■ Exercise directions: Please arrange all the lines of the material below as a numbered list, leaving out any blank lines.

■ Task input:
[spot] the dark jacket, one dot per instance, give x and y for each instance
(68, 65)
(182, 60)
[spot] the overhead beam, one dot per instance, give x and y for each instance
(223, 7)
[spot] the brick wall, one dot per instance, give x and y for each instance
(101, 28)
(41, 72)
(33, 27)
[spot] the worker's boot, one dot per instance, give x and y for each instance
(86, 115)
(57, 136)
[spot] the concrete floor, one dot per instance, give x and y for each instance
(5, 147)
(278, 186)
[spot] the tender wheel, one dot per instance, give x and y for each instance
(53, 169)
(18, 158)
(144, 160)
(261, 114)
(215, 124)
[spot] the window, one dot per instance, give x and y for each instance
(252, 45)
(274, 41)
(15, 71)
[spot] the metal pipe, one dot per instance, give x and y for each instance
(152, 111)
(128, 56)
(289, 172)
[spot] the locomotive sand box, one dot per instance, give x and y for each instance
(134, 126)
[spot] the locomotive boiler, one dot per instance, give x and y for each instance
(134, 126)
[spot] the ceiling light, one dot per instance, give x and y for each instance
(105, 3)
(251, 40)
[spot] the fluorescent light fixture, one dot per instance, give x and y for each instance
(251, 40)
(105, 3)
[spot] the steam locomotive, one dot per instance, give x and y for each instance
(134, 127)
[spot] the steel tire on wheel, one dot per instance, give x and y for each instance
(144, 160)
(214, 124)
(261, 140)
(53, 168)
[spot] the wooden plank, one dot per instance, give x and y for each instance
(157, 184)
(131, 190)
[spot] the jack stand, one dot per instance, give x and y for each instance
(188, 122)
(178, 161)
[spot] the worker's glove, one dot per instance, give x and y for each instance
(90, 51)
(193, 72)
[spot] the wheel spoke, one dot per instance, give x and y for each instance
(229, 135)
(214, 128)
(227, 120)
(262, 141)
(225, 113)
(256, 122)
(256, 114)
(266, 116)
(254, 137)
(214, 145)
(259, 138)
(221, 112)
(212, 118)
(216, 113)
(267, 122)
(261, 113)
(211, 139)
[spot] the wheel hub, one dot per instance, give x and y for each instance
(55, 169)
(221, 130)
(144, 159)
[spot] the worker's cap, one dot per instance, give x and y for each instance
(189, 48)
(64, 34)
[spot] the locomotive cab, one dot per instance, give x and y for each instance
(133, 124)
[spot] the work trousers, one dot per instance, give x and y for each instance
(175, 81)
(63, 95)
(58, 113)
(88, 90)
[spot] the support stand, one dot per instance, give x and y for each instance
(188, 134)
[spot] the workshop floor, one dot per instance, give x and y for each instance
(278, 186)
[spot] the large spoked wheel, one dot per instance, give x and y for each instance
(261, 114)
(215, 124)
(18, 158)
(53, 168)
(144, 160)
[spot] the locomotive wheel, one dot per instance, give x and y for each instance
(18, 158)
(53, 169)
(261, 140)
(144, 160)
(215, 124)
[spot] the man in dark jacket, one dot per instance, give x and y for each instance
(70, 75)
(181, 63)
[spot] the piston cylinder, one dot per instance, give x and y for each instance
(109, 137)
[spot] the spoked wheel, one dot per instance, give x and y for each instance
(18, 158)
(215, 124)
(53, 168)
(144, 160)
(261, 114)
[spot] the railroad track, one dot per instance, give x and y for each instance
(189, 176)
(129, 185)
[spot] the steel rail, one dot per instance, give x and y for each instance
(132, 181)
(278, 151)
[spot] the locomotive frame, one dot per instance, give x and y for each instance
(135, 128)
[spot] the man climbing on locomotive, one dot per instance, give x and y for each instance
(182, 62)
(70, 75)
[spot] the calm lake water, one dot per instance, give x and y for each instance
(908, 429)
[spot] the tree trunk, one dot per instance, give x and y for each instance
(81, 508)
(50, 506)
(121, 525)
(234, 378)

■ Final result:
1. [spot] the dark jacket, one dot per instance, give x and y for each instance
2. (68, 65)
3. (182, 60)
4. [spot] the overhead beam, one dot per instance, give x and y for each instance
5. (223, 7)
6. [spot] the brick wall, one dot per instance, give x and y for each instance
7. (101, 28)
8. (41, 72)
9. (33, 27)
10. [spot] the worker's boot, one dot per instance, give x and y for each instance
11. (86, 115)
12. (57, 136)
13. [spot] the concrete floor, one dot per instance, give x and y for each instance
14. (5, 147)
15. (278, 186)
16. [spot] the tender wheel, one dot per instance, give x and y for each instance
17. (53, 169)
18. (18, 158)
19. (144, 160)
20. (261, 114)
21. (215, 124)
22. [spot] the window, one dot per instance, give x and y for each instance
23. (252, 45)
24. (274, 41)
25. (15, 71)
26. [spot] the metal pipe, one dot per instance, give x and y for each instance
27. (152, 111)
28. (128, 56)
29. (289, 172)
30. [spot] the locomotive sand box, one dot per instance, give x and y for each instance
31. (134, 126)
32. [spot] the locomotive boiler, one dot per instance, give x and y for each instance
33. (134, 126)
34. [spot] the ceiling light, one dot per instance, give x and y for each instance
35. (105, 3)
36. (251, 40)
37. [spot] the fluorescent light fixture, one dot per instance, give x and y for each instance
38. (251, 40)
39. (105, 3)
40. [spot] the steam locomotive, one dot per instance, give x and y for each instance
41. (134, 127)
42. [spot] the steel tire on wheel, one dot per instance, give x and y for each instance
43. (144, 160)
44. (214, 124)
45. (261, 140)
46. (53, 168)
47. [spot] the wooden plank, one dot per instance, give x and y for each instance
48. (157, 184)
49. (131, 190)
50. [spot] the jack stand, one dot per instance, give x and y for each instance
51. (188, 122)
52. (178, 161)
53. [spot] the worker's glove, one dot per instance, give x and y for each instance
54. (90, 51)
55. (193, 72)
56. [spot] the wheel spoke, one dot per instance, give x and y for each instance
57. (229, 135)
58. (214, 128)
59. (227, 120)
60. (262, 141)
61. (225, 113)
62. (256, 122)
63. (256, 114)
64. (266, 116)
65. (254, 137)
66. (214, 145)
67. (259, 138)
68. (221, 112)
69. (212, 118)
70. (216, 113)
71. (267, 122)
72. (261, 113)
73. (211, 139)
74. [spot] the wheel hub, one dot per instance, give x and y for each instance
75. (55, 169)
76. (221, 130)
77. (144, 159)
78. [spot] the worker's cap, one dot per instance, give x and y for each instance
79. (189, 48)
80. (64, 34)
81. [spot] the locomotive cab, one dot per instance, give x and y for each instance
82. (133, 124)
83. [spot] the work trousers, one dot per instance, give x and y for each instance
84. (175, 81)
85. (63, 95)
86. (58, 113)
87. (88, 90)
88. [spot] the support stand, one dot per instance, give x and y for each instance
89. (188, 134)
90. [spot] the workshop floor, one dot per instance, give x and y for each instance
91. (278, 186)
92. [spot] the large spoked wheel, one dot per instance, give x and y for each instance
93. (261, 114)
94. (215, 124)
95. (18, 158)
96. (53, 168)
97. (144, 160)
98. [spot] the locomotive wheel, one dot per instance, give x and y for each instance
99. (18, 158)
100. (53, 169)
101. (261, 140)
102. (144, 160)
103. (215, 124)
104. [spot] the man in dark jacket, one dot per instance, give x and y for each instance
105. (70, 75)
106. (181, 63)
107. [spot] the piston cylinder, one dot per instance, give x and y for each instance
108. (109, 137)
109. [spot] the spoked wheel, one dot per instance, give x and y for each instance
110. (18, 158)
111. (215, 124)
112. (53, 168)
113. (144, 160)
114. (261, 114)
115. [spot] the railroad track, one dot per instance, give x and y for each instance
116. (189, 176)
117. (129, 185)
118. [spot] the steel rail, one dot per instance, give x and y for each instance
119. (132, 181)
120. (278, 151)
121. [spot] the locomotive frame, one dot per instance, give x and y for each instance
122. (135, 128)
123. [spot] the man climbing on locomotive, one dot per instance, give x and y for each instance
124. (182, 62)
125. (70, 75)
126. [spot] the calm lake water, one dot per instance, give x and y for each instance
127. (908, 429)
128. [spot] the tree trunk, one dot per instance, give x and y for each instance
129. (81, 508)
130. (50, 506)
131. (121, 525)
132. (234, 378)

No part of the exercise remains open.